** QUESTIONS TO ANSWER **
**A.** According to the passage on loneliness in seniors, why is peer support offered as a template for activities?
**B.** Write the next part of the passage on loneliness in seniors, picking up after its sixth suggestion.

** SELECTED PASSAGE **
Health Complications Due to Loneliness

Feeling sad or lonely can happen to anyone, of any age. However, seniors who have feelings of perceived loneliness can experience a variety of health challenges as a result:

  • Heart disease
  • Depression
  • Anxiety
  • Cognitive decline
  • Obesity
  • Decreased immune system
  • Death

These health challenges have been linked to seniors who have feelings of perceived loneliness. This means the senior feels lonely, whether or not they are actually isolated alone or not.

Why Could Seniors Feel Lonely?

It’s important to note that seniors can feel lonely for a variety of reasons, even if they are surrounded by people in a senior living community. If you can determine why a senior feels lonely, you can then use interventions designed to meet those individual needs. Here are a few examples of why a resident could feel lonely:

  • They don’t have someone to talk about a shared hobby with
  • They feel like they don’t have anything in common with their peers
  • They miss talking with their family members regularly
  • They miss the interactions with neighbors (and mailmen, etc.) they had at home
  • They are new to the senior living community and are experiencing transition trauma
  • They feel like they don’t fit in with their peers (they may feel they don’t share similar physical or cognitive abilities as other residents)
  • They are naturally a loner or introverted
  • They are clinically depressed and are adjusting to new medications
  • They don’t know how to start a new friendship with other residents
  • They aren’t getting personalized attention they were used to (or wanted) at home or in the hospital

The same research that has demonstrated the physical challenges that come with feelings of perceived loneliness also offers us a general solution we can use as a template for activities: peer support. Science shows us that seniors don’t need to make new best friendships in order to feel less lonely. Instead, they need a circle of peer support and encouragement.

Finding Solutions to Loneliness

While you can’t “cure” loneliness, you can certainly try interventions that can alleviate some of the sadness that can accompany feelings of loneliness. Here are just a few ways you can encourage connections and peer support:

  1. Check Your New Resident Welcome Program
    Make sure your community has a solid New Resident Welcome program.

  2. Connect Residents With Similar Interests
    Use your leisure assessment to consciously connect residents who share similar interests that are more “unusual”. For example, you might have fifty residents who enjoy walking outside, but only a few that are active birdwatchers. Connect these birdwatchers so they have a chance to share their unique bond.

  3. Offer Invitation-only Small Group Activities
    Schedule small group activities throughout your day, but don’t necessarily advertise these groups on your big calendar. Instead, make these small group activities “invitation only” where you can connect residents you feel may get along or share common interests.

  4. Ask Lonely Residents for Help
    Ask the lonely resident you are working with if they would like to lead a small group or hobby workshop to share their talents.

  5. Send Handwritten Notes
    Drop off handwritten notes to at-risk residents weekly.

  6. Pair Residents with Volunteers
    Pair an at-risk resident with a volunteer; feeling connected doesn’t have to come from a relationship with another resident. It can be just as beneficial to feel connected to a volunteer. Just be sure the volunteer is long-term and visits regularly.

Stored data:
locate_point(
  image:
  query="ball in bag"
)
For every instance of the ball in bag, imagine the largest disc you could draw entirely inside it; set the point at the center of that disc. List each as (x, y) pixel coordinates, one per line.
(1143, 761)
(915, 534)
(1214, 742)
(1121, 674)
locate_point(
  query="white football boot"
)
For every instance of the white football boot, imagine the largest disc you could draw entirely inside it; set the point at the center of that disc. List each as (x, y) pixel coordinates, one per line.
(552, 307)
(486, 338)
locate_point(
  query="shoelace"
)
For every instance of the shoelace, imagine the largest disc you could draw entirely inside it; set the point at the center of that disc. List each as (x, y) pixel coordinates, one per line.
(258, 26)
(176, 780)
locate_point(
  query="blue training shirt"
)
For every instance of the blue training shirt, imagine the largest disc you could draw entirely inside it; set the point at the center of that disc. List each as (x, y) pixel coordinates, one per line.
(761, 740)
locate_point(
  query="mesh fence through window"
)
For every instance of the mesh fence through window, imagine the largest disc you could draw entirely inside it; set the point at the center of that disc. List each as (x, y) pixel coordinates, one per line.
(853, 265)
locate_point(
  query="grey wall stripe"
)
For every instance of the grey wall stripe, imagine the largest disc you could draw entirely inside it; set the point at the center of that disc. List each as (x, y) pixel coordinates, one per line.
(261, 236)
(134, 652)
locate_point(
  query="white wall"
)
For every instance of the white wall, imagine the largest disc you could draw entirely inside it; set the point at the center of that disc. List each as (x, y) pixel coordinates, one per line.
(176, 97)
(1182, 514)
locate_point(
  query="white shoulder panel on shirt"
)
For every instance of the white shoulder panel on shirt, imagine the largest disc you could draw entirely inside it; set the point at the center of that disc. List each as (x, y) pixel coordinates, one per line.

** YOUR RESPONSES **
**A.** Peer support comes from the same research that showed the physical challenges linked to perceived loneliness. That research shows seniors don't need to form new best friendships to feel less lonely. Instead, they need a circle of peer support and encouragement.

**B.**
  7. Organize Video Chats with Family
    Schedule video chats with a loved one

  8. Inform Relevant Staff & Management
    Talk with your social work and nursing department regularly about at-risk residents to ensure they are receiving any needed follow-up psych or physician visits

  9. Start Coffee & Conversation Groups
    Set up coffee dates for residents you think may get along well: have coffee and conversation starters available at a table tucked out of the loudness of your community to encourage conversation

  10. Sear At-Risk Residents Together
    Pair at-risk residents together at tables during social events to see if they may hit it off; just be sure they aren’t bonding over negative topics, when possible.

  11. Create Conversation Nooks
    Create conversation nooks throughout your community where residents can feel comfortable to start up conversations with others who sit down; small two-person bistro tables in quiet nooks of your community or outside are excellent places to start

  12. Provide Conversation Cards
    Starting conversations can be difficult for many people; make it easier by having conversation starter cards on dining room tables, nursing stations, and other popular spots in your community.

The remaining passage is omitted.